Please change "one point to a line" to "one point per line" throughout the lines below and leave everything else as it is.

[Supplied entries]:
┌──

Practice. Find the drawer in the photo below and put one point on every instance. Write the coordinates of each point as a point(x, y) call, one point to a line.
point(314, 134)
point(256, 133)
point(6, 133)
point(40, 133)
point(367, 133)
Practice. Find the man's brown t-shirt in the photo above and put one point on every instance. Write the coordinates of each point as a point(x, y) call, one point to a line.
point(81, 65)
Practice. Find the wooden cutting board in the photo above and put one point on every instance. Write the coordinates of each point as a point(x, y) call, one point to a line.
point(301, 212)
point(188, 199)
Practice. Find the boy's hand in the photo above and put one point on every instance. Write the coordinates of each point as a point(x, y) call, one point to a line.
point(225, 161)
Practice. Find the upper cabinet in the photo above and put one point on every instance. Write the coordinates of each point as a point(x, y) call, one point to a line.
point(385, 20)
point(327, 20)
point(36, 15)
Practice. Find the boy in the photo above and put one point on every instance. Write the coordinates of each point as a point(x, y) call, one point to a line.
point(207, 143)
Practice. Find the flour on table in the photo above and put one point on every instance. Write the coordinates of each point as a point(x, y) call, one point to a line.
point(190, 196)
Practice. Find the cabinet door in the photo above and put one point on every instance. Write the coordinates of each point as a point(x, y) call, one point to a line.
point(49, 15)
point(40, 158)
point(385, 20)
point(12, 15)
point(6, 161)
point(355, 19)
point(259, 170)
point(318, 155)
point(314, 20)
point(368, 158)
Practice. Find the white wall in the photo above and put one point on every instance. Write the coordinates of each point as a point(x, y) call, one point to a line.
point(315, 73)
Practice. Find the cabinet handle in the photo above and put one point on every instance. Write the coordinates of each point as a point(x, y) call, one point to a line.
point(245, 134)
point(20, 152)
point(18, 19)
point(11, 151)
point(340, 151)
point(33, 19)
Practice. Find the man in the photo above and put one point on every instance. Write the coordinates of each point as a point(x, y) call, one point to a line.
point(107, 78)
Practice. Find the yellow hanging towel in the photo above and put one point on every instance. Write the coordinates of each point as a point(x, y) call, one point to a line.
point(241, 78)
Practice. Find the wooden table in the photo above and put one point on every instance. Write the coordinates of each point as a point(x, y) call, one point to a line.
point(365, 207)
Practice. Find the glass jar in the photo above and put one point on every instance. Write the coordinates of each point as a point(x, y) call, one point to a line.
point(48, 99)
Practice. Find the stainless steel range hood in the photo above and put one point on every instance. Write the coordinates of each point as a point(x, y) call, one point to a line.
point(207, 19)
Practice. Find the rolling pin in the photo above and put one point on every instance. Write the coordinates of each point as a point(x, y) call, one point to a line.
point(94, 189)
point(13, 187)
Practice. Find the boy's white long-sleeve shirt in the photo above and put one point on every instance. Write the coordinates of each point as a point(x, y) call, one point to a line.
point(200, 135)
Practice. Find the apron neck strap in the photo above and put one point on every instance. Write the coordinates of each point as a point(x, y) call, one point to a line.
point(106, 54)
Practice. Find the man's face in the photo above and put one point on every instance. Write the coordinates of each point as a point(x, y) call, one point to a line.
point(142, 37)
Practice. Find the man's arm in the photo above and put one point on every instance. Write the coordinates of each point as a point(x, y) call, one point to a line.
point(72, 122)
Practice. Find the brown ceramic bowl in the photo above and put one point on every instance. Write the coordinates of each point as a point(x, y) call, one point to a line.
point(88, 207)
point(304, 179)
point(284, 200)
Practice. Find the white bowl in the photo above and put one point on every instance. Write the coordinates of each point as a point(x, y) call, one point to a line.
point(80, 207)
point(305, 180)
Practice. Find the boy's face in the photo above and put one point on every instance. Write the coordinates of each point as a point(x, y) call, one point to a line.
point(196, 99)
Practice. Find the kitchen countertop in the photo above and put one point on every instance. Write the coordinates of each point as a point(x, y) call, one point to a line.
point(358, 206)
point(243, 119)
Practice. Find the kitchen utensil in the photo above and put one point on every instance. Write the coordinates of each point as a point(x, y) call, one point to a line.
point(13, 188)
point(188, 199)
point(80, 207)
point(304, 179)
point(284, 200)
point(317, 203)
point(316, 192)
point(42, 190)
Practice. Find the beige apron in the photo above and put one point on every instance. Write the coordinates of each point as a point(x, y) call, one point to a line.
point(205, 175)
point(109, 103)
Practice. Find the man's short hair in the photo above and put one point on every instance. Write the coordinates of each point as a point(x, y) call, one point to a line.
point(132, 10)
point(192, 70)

└──

[Solution]:
Practice. Find the drawer in the photo below and put one point on every instance. Write the coordinates of each point as a point(x, y) call, one point per line.
point(314, 134)
point(256, 133)
point(6, 133)
point(40, 133)
point(367, 133)
Practice. Find the man's brown t-shirt in the photo above and put one point on every instance. Write the coordinates of each point as a point(x, y) call, one point per line.
point(81, 65)
Practice. Find the wooden cutting board in the photo above and put one point on every instance. Write the coordinates of each point as a point(x, y) call, one point per line.
point(301, 212)
point(188, 199)
Practice. Find the boy's hand in the photo above and put one point on every instance. Write the coordinates of each point as a point(x, y) call, one point per line.
point(225, 161)
Practice. Find the upper cabinet in the photo above and put one point on every instance. Write the coordinates of each point as a point(x, y) call, one point per line.
point(385, 20)
point(327, 20)
point(36, 15)
Practice. Find the boy in the photo above and put one point on every instance. Write the coordinates of each point as a point(x, y) call, one point per line.
point(207, 143)
Practice. Find the flour on table in the photo above and put one point on every instance. Write the coordinates of each point as a point(x, y) call, one point per line.
point(190, 196)
Practice. Find the cabinet door in the photo above and put one point on every instance. Write the coordinates of each point as a point(x, y) call, one point per line.
point(49, 15)
point(40, 158)
point(385, 20)
point(12, 15)
point(6, 161)
point(355, 19)
point(259, 170)
point(318, 155)
point(314, 20)
point(368, 158)
Practice. Find the white wall in the photo above and put one point on every instance. Write the coordinates of each point as a point(x, y) call, one point per line.
point(315, 73)
Practice. Find the cabinet handle in the photo above and put one point on every instance. Write the coordinates of each point as a point(x, y) call, one point per line.
point(245, 134)
point(20, 152)
point(18, 19)
point(11, 151)
point(340, 151)
point(33, 19)
Practice. Find the man in the photo above and put one point on every instance. Write the coordinates of each point as a point(x, y) call, one point per line.
point(107, 78)
Practice. Find the yellow hanging towel in the photo above and put one point on every instance. Write the coordinates of each point as a point(x, y) call, one point per line.
point(241, 78)
Practice. Find the wooden table in the photo above and put one point on every instance. Write the coordinates of each point as a point(x, y) call, one point per line.
point(365, 207)
Practice. Find the glass jar in the photo above and put one point on every instance. Write the coordinates of each point as a point(x, y) call, one point per line.
point(48, 99)
Practice. Find the stainless steel range hood in the photo above and put one point on every instance. Write the coordinates of each point as a point(x, y) call, one point per line.
point(207, 19)
Practice. Find the rolling pin in the photo above and put one point on every instance. Write the coordinates of each point as a point(x, y) call, one point per line.
point(94, 189)
point(13, 187)
Practice. Find the boy's white long-sleeve shirt in the photo above and put one point on every instance. Write the coordinates of each point as a point(x, y) call, one point per line.
point(200, 135)
Practice. Find the apron neck strap in the photo above and put one point on every instance. Write the coordinates of each point as a point(x, y) call, one point per line.
point(106, 54)
Practice. Find the man's face in the photo above and put one point on every instance. Write the coordinates of each point as a point(x, y) call, one point per line.
point(142, 37)
Practice. Find the man's arm in the photo above and put one point on every instance. Write the coordinates of each point as a point(x, y) call, one point per line.
point(72, 122)
Practice. Find the brown ceramic bowl in the photo above and put one point on every instance. Write the coordinates of each point as a point(x, y) call, one point per line.
point(88, 207)
point(304, 179)
point(284, 200)
Practice. Find the white bowl in the photo above and put one point on every instance. Write the coordinates of each point as a point(x, y) call, one point per line.
point(80, 207)
point(305, 180)
Practice. Find the boy's face in the photo above and put one point on every instance. Write the coordinates of each point as a point(x, y) call, one point per line.
point(196, 99)
Practice. Find the kitchen countertop in the photo above and put one point on every instance. Write the coordinates of each point as a point(x, y) call, one point per line.
point(358, 206)
point(243, 119)
Practice. Find the kitchen utensil in the photo above and put one point on every instance. Write the coordinates of each point as a point(x, y) call, one point per line.
point(13, 188)
point(188, 199)
point(80, 207)
point(304, 179)
point(284, 200)
point(317, 203)
point(316, 192)
point(42, 190)
Practice. Find the beige apron in the photo above and put one point on every instance. Write the coordinates of each point as a point(x, y) call, one point per line.
point(205, 175)
point(109, 103)
Practice. Find the man's short hair in the photo above and put one point on every instance. Write the coordinates of each point as a point(x, y) call, one point per line.
point(132, 10)
point(192, 70)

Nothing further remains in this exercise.